What the task requires.
Only certain lines below are wanted: those starting at the line containing "Teacher note: have the class pick out the snare" and ending at the line containing "Teacher note: have the class pick out the marching", both included, each retyped exactly.

BEGIN Data provided

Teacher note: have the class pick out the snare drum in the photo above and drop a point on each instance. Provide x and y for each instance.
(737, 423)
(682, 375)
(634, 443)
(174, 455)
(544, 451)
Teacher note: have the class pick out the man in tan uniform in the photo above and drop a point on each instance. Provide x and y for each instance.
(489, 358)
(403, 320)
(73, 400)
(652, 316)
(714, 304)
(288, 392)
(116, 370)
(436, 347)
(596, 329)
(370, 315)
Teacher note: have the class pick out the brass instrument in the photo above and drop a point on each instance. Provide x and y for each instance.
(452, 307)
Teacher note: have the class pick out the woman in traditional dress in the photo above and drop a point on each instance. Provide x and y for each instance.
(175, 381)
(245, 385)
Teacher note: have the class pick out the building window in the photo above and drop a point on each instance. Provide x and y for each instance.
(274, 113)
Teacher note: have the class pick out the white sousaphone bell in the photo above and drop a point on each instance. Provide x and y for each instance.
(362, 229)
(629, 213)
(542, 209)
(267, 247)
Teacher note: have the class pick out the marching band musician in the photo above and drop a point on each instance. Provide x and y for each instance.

END Data provided
BEGIN Data provided

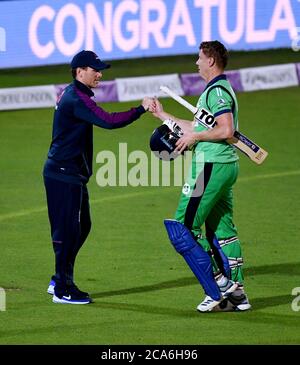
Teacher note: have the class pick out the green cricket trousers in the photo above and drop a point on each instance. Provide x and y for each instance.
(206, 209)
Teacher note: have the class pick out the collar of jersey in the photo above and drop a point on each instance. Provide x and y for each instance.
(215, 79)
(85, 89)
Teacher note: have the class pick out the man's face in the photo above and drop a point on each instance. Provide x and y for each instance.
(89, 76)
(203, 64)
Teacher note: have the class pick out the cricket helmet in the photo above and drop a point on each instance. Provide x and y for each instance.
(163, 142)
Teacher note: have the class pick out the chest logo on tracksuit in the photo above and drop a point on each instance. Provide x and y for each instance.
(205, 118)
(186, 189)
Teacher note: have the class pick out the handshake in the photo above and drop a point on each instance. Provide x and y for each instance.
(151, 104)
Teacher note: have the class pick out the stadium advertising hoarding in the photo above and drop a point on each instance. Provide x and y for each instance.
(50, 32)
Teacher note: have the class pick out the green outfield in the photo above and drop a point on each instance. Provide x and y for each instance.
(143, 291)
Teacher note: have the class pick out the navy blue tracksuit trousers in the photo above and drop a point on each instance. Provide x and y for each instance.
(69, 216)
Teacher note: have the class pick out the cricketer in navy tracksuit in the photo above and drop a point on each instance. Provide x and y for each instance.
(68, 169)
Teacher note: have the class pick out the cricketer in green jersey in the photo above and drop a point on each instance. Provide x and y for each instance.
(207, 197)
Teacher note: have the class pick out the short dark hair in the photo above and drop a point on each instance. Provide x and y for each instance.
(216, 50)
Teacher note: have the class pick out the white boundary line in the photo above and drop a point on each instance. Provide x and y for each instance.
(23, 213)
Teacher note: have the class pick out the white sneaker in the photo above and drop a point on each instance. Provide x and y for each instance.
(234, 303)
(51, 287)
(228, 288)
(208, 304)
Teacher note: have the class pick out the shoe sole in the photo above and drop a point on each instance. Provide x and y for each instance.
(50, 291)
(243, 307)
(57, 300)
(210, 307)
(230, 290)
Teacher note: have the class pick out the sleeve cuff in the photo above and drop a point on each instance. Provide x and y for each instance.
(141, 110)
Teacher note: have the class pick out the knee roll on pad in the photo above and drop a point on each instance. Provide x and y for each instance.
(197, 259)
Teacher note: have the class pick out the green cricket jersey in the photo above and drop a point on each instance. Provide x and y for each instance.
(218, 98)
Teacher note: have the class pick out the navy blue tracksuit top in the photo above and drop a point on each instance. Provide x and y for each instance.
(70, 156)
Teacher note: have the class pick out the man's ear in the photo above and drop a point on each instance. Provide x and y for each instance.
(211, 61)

END Data provided
BEGIN Data provided

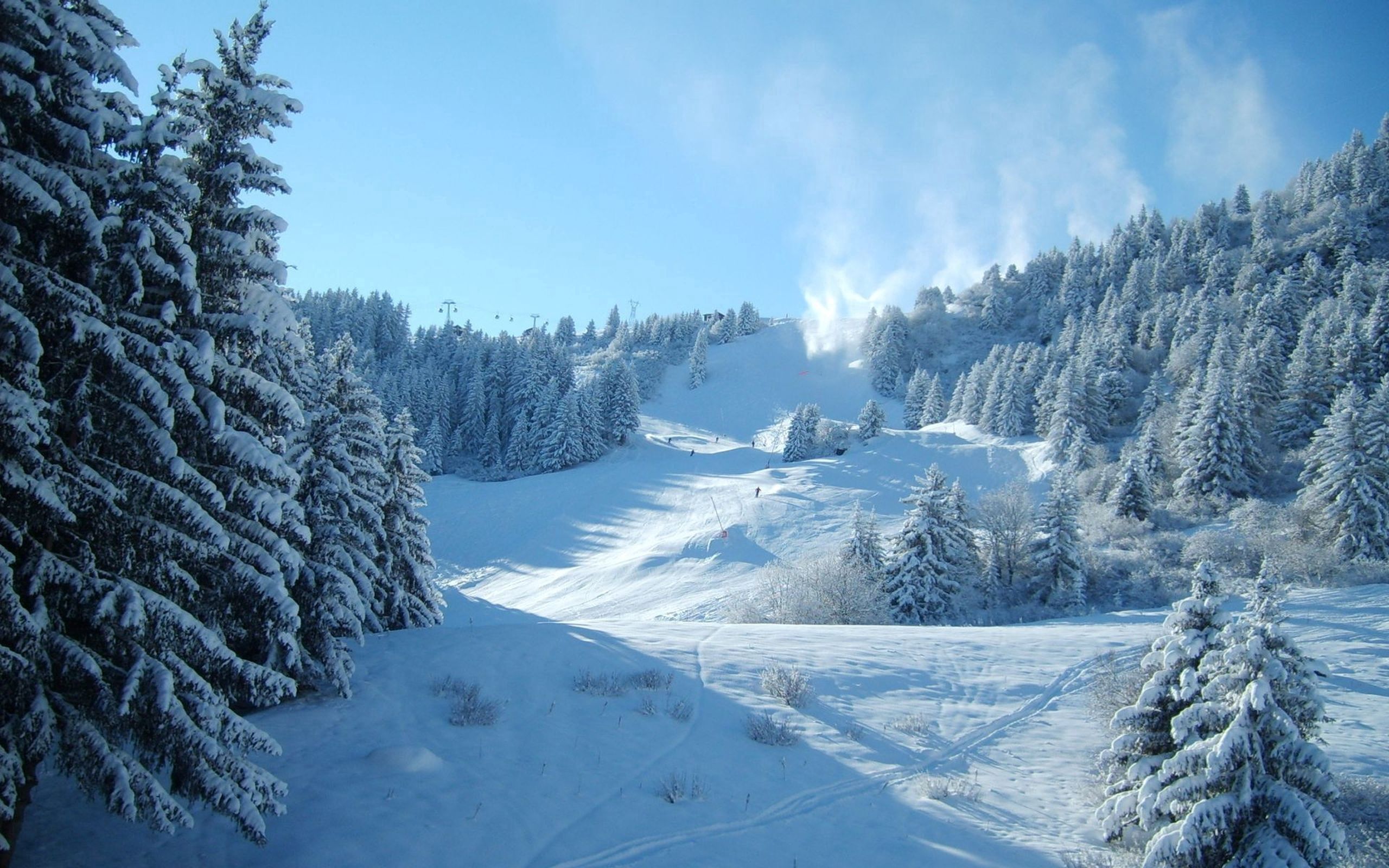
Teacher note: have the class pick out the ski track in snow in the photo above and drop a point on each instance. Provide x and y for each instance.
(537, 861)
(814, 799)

END Data provided

Solution to this exercise.
Teacher note: have the class pick out the snare drum in the photo above and drop a point on each instance. Provide x and y for each instance.
(737, 423)
(682, 375)
(634, 443)
(174, 455)
(544, 451)
Teacher note: have the class pick out the man in tan uniform in the photo above and drop a point on each instance. Provide x and y for each instance.
(489, 358)
(403, 320)
(73, 400)
(652, 316)
(714, 304)
(288, 392)
(116, 370)
(436, 347)
(596, 329)
(370, 315)
Teacher note: have the class pick out the brass instrument in the photo above and drop a point on each instance. Provide x and y for each instance.
(452, 307)
Teacher note: have the class pick out the woman in traditional dress in the photo above and drop a point on each instance. Provide x and y for each instance.
(175, 381)
(245, 385)
Teacher note: have the class pick out the building window in the photo above and drop a point on each instance. Provide x and y for each instance.
(274, 113)
Teacher note: have the class pick out the white sousaphone bell in the photo above and drop a point on each instance. Provide x and y for each instance.
(362, 229)
(629, 213)
(542, 209)
(267, 247)
Teacher note: have the class pick out the marching band musician in the photo above and drop a point on each instance. Provide x and y for each instance.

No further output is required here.